> _Problem_
Reproduce only the stretch of entries below that begins at the first line and ends at the line holding "291, row 144".

> _Source data_
○ ○ ○

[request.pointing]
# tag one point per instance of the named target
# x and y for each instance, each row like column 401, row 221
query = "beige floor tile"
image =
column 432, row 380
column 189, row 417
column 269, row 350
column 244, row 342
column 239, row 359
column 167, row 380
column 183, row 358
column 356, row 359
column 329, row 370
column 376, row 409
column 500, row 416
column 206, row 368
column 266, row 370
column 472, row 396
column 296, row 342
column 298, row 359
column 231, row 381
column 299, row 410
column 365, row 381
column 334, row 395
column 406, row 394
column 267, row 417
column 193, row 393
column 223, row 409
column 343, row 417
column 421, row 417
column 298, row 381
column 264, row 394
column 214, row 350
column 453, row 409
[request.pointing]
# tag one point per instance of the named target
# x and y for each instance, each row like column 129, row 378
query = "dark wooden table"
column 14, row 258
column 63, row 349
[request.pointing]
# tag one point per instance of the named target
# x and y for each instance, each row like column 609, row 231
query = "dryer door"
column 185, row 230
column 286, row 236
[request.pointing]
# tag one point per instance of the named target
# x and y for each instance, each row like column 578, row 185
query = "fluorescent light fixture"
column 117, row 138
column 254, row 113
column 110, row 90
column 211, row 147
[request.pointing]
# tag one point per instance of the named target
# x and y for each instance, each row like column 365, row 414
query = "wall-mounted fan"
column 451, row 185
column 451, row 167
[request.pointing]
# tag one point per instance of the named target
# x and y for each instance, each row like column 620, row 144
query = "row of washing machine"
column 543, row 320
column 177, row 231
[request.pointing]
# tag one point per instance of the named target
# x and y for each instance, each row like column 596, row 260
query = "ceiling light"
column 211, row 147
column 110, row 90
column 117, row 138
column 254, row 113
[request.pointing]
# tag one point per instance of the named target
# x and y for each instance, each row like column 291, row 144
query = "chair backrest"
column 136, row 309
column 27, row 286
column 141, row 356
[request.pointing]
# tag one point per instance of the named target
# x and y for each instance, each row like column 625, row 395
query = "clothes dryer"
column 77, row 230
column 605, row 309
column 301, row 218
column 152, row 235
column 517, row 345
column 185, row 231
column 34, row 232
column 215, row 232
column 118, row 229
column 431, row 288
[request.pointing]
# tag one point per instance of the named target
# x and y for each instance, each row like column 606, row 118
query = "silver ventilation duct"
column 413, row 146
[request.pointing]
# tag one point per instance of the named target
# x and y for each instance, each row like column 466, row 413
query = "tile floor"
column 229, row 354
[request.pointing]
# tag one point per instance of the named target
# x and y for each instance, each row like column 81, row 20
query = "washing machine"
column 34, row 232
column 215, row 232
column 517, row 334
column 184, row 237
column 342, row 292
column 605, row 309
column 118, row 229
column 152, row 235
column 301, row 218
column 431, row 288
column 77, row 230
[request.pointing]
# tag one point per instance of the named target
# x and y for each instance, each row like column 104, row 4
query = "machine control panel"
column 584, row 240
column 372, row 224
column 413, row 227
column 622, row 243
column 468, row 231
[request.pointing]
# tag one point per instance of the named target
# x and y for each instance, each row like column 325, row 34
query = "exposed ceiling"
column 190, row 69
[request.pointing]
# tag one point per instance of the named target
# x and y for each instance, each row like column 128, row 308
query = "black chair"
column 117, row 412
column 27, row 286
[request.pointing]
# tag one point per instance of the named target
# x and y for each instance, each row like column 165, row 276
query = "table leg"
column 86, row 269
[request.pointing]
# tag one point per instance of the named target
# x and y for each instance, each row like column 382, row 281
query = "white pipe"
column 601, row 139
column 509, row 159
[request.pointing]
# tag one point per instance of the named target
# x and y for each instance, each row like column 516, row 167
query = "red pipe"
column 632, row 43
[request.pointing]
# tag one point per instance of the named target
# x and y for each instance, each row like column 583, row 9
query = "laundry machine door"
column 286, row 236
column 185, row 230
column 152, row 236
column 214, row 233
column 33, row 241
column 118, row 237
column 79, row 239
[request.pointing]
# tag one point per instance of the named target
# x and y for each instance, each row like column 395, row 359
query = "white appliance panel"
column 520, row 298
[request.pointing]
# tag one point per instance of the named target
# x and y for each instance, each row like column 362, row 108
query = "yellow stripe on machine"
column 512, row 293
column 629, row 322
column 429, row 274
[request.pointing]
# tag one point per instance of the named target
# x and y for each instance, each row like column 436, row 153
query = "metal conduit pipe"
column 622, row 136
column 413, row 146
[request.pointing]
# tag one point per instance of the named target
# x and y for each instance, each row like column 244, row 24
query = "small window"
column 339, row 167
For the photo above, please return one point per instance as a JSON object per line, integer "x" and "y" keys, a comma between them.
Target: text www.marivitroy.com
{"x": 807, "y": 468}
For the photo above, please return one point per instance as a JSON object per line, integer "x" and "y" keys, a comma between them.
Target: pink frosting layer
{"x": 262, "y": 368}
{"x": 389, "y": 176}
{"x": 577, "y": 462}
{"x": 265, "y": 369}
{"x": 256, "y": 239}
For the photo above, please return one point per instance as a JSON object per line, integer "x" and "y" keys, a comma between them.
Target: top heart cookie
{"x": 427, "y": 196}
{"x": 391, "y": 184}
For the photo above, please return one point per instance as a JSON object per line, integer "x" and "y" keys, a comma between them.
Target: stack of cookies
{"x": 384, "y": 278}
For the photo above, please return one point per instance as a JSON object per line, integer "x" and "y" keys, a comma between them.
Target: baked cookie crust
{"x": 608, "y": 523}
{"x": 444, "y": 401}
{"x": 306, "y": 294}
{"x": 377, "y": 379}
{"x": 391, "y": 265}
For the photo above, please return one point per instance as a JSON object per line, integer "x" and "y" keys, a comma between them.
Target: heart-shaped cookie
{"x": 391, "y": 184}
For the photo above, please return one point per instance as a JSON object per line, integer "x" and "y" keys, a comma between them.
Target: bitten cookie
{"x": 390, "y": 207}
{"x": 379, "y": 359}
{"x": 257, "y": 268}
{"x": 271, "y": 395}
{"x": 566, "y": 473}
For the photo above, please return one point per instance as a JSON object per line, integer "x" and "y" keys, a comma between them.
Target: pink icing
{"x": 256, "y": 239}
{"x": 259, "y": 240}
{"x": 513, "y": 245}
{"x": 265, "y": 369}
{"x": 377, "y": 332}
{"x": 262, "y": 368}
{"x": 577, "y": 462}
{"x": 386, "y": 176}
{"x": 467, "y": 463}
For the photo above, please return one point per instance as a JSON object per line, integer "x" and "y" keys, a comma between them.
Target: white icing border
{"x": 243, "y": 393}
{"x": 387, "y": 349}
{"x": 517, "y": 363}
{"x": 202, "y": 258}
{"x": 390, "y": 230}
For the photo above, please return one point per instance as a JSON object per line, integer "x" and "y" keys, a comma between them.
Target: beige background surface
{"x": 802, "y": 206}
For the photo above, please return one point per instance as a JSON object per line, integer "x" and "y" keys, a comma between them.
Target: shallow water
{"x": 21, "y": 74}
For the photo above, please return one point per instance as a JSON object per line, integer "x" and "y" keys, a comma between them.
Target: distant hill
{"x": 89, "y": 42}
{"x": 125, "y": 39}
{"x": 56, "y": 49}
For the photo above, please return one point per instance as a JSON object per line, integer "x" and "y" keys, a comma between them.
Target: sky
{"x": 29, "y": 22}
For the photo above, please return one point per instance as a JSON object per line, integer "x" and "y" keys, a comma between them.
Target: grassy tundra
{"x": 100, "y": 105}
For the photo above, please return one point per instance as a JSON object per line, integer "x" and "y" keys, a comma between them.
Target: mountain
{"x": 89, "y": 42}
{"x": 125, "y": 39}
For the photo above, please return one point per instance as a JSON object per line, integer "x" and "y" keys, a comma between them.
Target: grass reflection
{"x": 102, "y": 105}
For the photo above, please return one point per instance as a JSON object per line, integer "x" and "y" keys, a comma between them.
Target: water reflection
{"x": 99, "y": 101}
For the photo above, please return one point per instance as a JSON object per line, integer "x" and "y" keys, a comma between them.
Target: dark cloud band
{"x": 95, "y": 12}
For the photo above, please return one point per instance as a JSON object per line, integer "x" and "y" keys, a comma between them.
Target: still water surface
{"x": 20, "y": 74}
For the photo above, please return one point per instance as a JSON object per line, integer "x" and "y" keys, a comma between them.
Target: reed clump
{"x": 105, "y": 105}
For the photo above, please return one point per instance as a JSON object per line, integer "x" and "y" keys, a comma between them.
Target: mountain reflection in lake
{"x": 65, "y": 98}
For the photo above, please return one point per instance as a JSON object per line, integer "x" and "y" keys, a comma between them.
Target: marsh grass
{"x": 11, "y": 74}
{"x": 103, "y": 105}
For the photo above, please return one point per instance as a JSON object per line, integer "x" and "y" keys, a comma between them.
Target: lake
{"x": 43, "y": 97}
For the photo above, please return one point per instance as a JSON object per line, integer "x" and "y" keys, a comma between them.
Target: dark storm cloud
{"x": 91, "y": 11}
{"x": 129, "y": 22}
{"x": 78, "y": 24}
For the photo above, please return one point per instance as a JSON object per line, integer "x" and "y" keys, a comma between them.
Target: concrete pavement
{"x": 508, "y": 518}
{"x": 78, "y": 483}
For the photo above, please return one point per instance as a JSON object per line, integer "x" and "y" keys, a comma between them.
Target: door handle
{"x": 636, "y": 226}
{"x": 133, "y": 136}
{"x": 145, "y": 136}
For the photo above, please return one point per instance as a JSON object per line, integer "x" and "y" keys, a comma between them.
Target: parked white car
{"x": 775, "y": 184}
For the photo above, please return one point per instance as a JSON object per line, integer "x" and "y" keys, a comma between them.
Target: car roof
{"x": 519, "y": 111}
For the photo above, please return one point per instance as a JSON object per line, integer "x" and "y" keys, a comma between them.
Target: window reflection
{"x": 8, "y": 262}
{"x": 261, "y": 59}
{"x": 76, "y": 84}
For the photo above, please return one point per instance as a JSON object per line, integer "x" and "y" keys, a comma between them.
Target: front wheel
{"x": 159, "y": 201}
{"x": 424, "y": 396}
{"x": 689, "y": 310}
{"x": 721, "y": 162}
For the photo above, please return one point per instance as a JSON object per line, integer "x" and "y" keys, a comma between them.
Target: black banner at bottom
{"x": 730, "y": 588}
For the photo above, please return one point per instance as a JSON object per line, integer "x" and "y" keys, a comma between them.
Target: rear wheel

○ ○ ○

> _Answer space_
[request.pointing]
# tag one point per instance of the named target
# x and y for each instance, each row like column 401, row 221
query = "beige floor tile"
image =
column 432, row 380
column 189, row 417
column 269, row 350
column 244, row 342
column 239, row 359
column 167, row 380
column 183, row 358
column 356, row 359
column 329, row 370
column 376, row 409
column 500, row 416
column 206, row 368
column 266, row 370
column 472, row 396
column 296, row 342
column 298, row 359
column 231, row 381
column 299, row 410
column 365, row 381
column 334, row 395
column 406, row 394
column 267, row 417
column 193, row 393
column 223, row 409
column 343, row 417
column 421, row 417
column 298, row 381
column 264, row 394
column 214, row 350
column 453, row 409
[request.pointing]
# tag one point per instance of the named target
# x and y for each instance, each row like column 129, row 378
query = "dark wooden table"
column 14, row 258
column 63, row 349
[request.pointing]
# tag one point per instance of the named target
# x and y for each instance, each row like column 609, row 231
query = "dryer door"
column 185, row 230
column 286, row 236
[request.pointing]
# tag one point per instance of the named target
# x and y for each instance, each row like column 578, row 185
query = "fluorescent light fixture"
column 117, row 138
column 254, row 113
column 110, row 90
column 211, row 147
[request.pointing]
# tag one point per instance of the named target
# x and y for each instance, each row like column 365, row 414
query = "wall-mounted fan"
column 451, row 185
column 451, row 167
[request.pointing]
# tag one point per instance of the named target
# x and y for each instance, each row like column 620, row 144
query = "row of washing machine"
column 543, row 320
column 177, row 231
[request.pointing]
# tag one point per instance of the named target
# x and y for each instance, each row like column 596, row 260
query = "ceiling light"
column 211, row 147
column 110, row 90
column 117, row 138
column 254, row 113
[request.pointing]
# tag one point per instance of the named target
# x and y for each instance, each row like column 291, row 144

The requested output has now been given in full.